=== EXERCISE PASSAGE ===
= Beginning of Section =

Skip to main content

Troubleshooting Action Customisation

Nudgebee provides flexible options to define Prometheus alerts and attach automated troubleshooting actions using playbooks.


📍 Accessing AlertManager

  1. Navigate to the Monitoring tab in the Nudgebee dashboard.
  2. Click on the AlertManager section.

This is where you can view, create, and manage Prometheus alert rules.


➕ Creating a New Alert

To create and configure a new alert:

  1. Click the "New" button.

  2. Fill out the following details:

    • Alert Name: A meaningful name for the alert.

    • Alert Summary: A short description of what the alert tracks.

    • Severity: Choose from predefined levels like Critical, High, Warning, or Info.

    • PromQL Query: Enter the Prometheus query that determines the alert condition.

= End of Section =

=== WORK ORDER ===
Answer from the Nudgebee alert page above:
(a) Which section do you click after opening the Monitoring tab?
(b) Which button starts a new alert?
(c) What severity levels does the page list?

=== SUPPLIED MATERIAL ===
= Beginning of Section =

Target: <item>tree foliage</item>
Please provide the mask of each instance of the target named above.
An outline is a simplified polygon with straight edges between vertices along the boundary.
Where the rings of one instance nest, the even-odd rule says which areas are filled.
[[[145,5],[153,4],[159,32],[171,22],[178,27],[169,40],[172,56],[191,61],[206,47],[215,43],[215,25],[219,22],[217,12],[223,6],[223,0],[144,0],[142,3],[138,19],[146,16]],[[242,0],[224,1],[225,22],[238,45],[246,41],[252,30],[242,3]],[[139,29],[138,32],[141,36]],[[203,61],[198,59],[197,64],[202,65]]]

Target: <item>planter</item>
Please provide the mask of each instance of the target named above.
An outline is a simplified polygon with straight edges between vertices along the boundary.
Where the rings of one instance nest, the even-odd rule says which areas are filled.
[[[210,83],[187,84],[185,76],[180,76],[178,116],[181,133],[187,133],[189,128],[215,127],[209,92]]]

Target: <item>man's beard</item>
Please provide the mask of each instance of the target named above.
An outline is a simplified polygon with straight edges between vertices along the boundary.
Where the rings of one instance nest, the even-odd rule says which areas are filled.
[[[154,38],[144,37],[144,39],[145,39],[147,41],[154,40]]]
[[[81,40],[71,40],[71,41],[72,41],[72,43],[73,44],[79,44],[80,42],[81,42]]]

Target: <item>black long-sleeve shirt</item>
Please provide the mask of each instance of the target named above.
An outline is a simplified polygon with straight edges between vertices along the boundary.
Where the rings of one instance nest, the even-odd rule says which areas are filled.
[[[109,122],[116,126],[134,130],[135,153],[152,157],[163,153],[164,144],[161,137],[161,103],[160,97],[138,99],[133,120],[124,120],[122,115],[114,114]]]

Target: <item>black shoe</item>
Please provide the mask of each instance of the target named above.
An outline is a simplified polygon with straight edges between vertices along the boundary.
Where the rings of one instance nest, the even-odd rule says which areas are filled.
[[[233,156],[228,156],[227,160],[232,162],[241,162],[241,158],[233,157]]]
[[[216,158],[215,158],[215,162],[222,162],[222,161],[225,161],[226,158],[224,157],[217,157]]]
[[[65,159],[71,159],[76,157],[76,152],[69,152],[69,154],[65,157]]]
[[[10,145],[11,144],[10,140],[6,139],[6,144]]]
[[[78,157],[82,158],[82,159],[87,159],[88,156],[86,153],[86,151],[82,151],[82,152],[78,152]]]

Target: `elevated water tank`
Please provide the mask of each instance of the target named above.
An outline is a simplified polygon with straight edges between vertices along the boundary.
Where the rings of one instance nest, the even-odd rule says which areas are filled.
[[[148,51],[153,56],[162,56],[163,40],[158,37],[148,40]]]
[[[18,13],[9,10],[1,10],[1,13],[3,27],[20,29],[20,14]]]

= End of Section =

=== OUTPUT OF THE TASK ===
(a) The AlertManager section.
(b) The "New" button.
(c) Critical, High, Warning, and Info.